**Directive 1:**
Set out the entries as a JSON list of strings, one string per line and no blank lines. Cover only the part that opens with the line containing "Objective — one point per instance of the yellow petal" and runs through the end of the entries.

**Passage shown:**
· · · · · · ·

I decided to take a short trip to Dartmoor to visit Wistmans Woods and Nuns Cross Farm. Both these sites are near to Princetown and offer great opportunities for the Photographer

Wistmans Woods: Fuji XT2 10-24 F4 ISO 200Wistmans Woods: Fuji XT2 10-24 F4 ISO 200

Nestled on the eastern slopes of the West Dart river stands a wood of dwarf oak trees. Once you walk into the tangled web of trees you are transported into a mystical world of moss carpeted boulders, lichens of all descript, finger like oak branches, all engulfed in a wonderful smell of earth and age. Tales of Druids, ghosts and  supernatural creatures abound, some dating back to the long lost ages before man could write.  Locals will never venture near to the woods once  the sun begins it slow descent over the nearby granite outcrops.

My visit was early morning before the sunlight started to cast shadows in the woods. It is certainly an incredible place and I guess I wouldn't  want to stay the night there.

Wistmans Woods: Fuji XT2 10-24 F4 ISO200Wistmans Woods: Fuji XT2 10-24 F4 ISO200

Nuns Cross Farm
Later that morning I then dropped into Princetown and got some rather poor directions to find the abandoned Nuns Cross Farm. On my route to the farm I did come across a beautifully clear stream running through the boggy moors which prompted me to use a 6 stop ND filter to add some atmospheric motion blur to the water. I am pleased to say I managed to jump this stream with my backpack and tripod.

· · · · · · ·

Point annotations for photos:
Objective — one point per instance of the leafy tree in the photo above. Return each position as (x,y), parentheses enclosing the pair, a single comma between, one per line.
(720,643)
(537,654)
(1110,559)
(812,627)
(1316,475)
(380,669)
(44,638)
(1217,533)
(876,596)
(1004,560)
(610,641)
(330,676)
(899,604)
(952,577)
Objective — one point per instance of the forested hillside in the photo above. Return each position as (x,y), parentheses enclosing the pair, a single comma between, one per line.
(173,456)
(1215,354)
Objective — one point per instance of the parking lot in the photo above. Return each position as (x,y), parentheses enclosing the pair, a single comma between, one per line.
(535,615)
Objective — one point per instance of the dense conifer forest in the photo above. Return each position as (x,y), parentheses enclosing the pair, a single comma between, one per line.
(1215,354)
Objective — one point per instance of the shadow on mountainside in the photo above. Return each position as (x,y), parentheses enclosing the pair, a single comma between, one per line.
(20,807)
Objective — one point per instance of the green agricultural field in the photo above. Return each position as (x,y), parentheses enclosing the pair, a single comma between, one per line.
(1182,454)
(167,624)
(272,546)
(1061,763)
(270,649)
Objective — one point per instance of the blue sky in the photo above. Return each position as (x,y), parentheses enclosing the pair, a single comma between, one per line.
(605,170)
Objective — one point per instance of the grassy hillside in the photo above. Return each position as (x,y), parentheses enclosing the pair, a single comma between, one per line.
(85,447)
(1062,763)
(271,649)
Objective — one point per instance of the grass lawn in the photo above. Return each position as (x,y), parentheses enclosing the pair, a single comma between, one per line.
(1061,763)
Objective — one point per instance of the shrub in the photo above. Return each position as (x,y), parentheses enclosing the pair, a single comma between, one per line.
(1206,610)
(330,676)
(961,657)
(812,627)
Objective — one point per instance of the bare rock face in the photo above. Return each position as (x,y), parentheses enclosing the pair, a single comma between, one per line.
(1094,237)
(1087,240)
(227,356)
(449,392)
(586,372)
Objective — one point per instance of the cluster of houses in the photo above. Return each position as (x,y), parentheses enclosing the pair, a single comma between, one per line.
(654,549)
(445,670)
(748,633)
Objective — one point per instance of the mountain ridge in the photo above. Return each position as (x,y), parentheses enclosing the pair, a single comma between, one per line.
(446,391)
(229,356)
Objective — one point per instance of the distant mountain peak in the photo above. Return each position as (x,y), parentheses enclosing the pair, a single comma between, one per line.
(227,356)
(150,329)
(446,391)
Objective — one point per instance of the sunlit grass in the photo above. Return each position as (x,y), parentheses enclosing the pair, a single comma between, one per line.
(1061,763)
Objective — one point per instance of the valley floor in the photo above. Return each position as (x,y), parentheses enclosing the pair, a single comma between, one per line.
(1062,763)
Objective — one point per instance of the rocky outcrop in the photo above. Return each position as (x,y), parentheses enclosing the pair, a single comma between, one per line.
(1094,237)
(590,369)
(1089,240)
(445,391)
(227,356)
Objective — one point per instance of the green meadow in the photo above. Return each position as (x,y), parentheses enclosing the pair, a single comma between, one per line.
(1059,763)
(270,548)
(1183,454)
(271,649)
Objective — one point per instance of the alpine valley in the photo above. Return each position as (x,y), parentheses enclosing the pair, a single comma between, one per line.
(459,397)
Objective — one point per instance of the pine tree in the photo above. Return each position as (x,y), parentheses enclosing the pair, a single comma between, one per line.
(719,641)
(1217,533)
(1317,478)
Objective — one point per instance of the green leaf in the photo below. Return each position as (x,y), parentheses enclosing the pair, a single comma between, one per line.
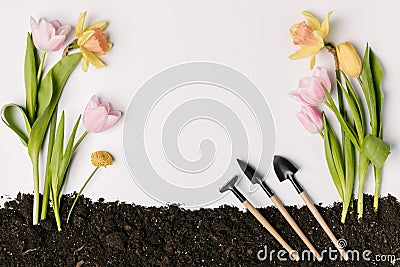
(47,182)
(330,158)
(31,82)
(376,150)
(59,75)
(352,92)
(350,173)
(57,155)
(348,128)
(62,171)
(354,111)
(377,75)
(49,94)
(7,116)
(369,90)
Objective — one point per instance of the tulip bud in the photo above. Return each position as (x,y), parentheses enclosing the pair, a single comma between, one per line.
(311,119)
(349,60)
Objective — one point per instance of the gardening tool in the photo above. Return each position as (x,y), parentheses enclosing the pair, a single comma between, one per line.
(256,178)
(285,170)
(231,185)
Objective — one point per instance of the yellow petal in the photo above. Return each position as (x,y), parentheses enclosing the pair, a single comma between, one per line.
(313,22)
(317,35)
(325,25)
(312,61)
(292,30)
(80,23)
(102,25)
(303,52)
(93,59)
(84,37)
(84,64)
(105,52)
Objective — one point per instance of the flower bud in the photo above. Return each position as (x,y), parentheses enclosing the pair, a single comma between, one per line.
(101,159)
(349,60)
(311,118)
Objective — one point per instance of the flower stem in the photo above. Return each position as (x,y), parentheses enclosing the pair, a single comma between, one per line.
(80,140)
(363,164)
(40,70)
(344,125)
(56,212)
(36,196)
(80,192)
(378,175)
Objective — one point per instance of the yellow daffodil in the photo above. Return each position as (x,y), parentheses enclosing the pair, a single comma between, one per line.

· · · · · · ·

**Directive 2:**
Answer these from the Dartmoor trip passage:
(a) Which town are both sites near?
(b) On the slopes of which river does the wood of dwarf oak trees stand?
(c) What filter was used to add motion blur to the stream?

**Task response 1:**
[
  "Objective — one point per instance of the yellow petal in the photo above. Return each position as (x,y), parentheses enclosing the pair, a single comma between, one per line.",
  "(313,22)",
  "(317,35)",
  "(325,25)",
  "(312,61)",
  "(292,30)",
  "(80,23)",
  "(102,25)",
  "(303,52)",
  "(93,59)",
  "(84,37)",
  "(84,64)",
  "(105,52)",
  "Objective — one point per instance of the flower bud in the photo above. Return each position as (x,y), parentheses enclosing the pair, a single comma between, one per line.",
  "(101,159)",
  "(349,60)",
  "(311,118)",
  "Objective — one point per instance of the flower stem in the photo above. Return each position as (x,y), parentheses enclosing the pair, a single comma between, one per line.",
  "(80,140)",
  "(363,164)",
  "(40,70)",
  "(344,125)",
  "(56,212)",
  "(36,196)",
  "(80,192)",
  "(378,175)",
  "Objective — one point per instance of the yellow daffodil in the photo above. Return each position as (x,y), parentheses enclosing the pair, a single comma between, one per line."
]

**Task response 2:**
(a) Princetown
(b) The West Dart river
(c) A 6 stop ND filter